**Work task**
An exact copy of all the entries below is what this task needs.

Saved entries
^^^^^^^^
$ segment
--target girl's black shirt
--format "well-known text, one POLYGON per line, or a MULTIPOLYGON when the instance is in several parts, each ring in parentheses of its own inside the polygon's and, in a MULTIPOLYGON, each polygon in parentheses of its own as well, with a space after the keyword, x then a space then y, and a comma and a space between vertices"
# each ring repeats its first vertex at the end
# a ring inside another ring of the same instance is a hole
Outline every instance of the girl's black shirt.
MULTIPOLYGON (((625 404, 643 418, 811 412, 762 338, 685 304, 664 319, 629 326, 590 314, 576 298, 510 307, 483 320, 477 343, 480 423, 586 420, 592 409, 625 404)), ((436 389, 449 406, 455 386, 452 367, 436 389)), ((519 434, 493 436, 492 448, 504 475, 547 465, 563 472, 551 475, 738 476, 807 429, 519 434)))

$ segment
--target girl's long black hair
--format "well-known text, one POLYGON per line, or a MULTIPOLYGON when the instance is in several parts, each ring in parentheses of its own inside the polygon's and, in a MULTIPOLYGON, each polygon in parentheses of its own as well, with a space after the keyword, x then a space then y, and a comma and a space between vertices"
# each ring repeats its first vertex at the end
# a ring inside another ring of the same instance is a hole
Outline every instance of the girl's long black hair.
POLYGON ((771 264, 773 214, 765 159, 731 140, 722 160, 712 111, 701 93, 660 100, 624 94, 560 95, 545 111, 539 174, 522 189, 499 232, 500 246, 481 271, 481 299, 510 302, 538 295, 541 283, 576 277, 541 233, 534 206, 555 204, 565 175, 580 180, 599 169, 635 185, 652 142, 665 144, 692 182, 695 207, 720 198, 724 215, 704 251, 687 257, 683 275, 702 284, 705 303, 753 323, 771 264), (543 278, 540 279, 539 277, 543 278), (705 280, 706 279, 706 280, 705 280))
^^^^^^^^
**Solution to this task**
$ segment
--target girl's black shirt
--format "well-known text, one POLYGON per line, or a MULTIPOLYGON when the instance is in several parts, each ring in parentheses of its own inside the polygon's and, in a MULTIPOLYGON, each polygon in parentheses of its own as well, with a space after the keyword, x then a space then y, and a comma and a space between vertices"
# each ring repeats its first vertex at the end
# a ring inside another ring of the same instance is a hole
Outline every instance of the girl's black shirt.
MULTIPOLYGON (((625 404, 643 418, 811 412, 762 338, 685 304, 664 319, 629 326, 590 314, 576 298, 510 307, 483 320, 477 343, 480 423, 586 420, 592 409, 625 404)), ((436 389, 449 406, 455 386, 452 367, 436 389)), ((519 434, 493 436, 492 448, 504 475, 547 465, 563 472, 551 475, 738 476, 807 429, 519 434)))

$ segment
--target girl's long black hair
--format "well-known text, one POLYGON per line, or a MULTIPOLYGON when the instance is in several parts, each ring in parentheses of its own inside the polygon's and, in a MULTIPOLYGON, each polygon in parentheses of its own as well, with a space after the keyword, x then a space then y, and a comma and a space between vertices"
# each ring repeats its first vertex at the end
# a ring inside another ring of the same instance is a hole
Outline every instance of the girl's long black hair.
POLYGON ((771 264, 773 214, 765 159, 731 140, 722 160, 712 111, 701 93, 660 100, 624 94, 560 95, 545 111, 539 174, 522 189, 499 232, 500 246, 481 271, 481 299, 510 302, 538 295, 541 283, 576 277, 541 233, 534 206, 555 204, 565 175, 580 180, 599 169, 635 185, 652 142, 665 144, 692 182, 695 207, 720 198, 724 215, 704 251, 687 257, 683 275, 702 284, 705 303, 753 323, 771 264), (543 278, 540 279, 539 277, 543 278), (705 280, 706 279, 706 280, 705 280))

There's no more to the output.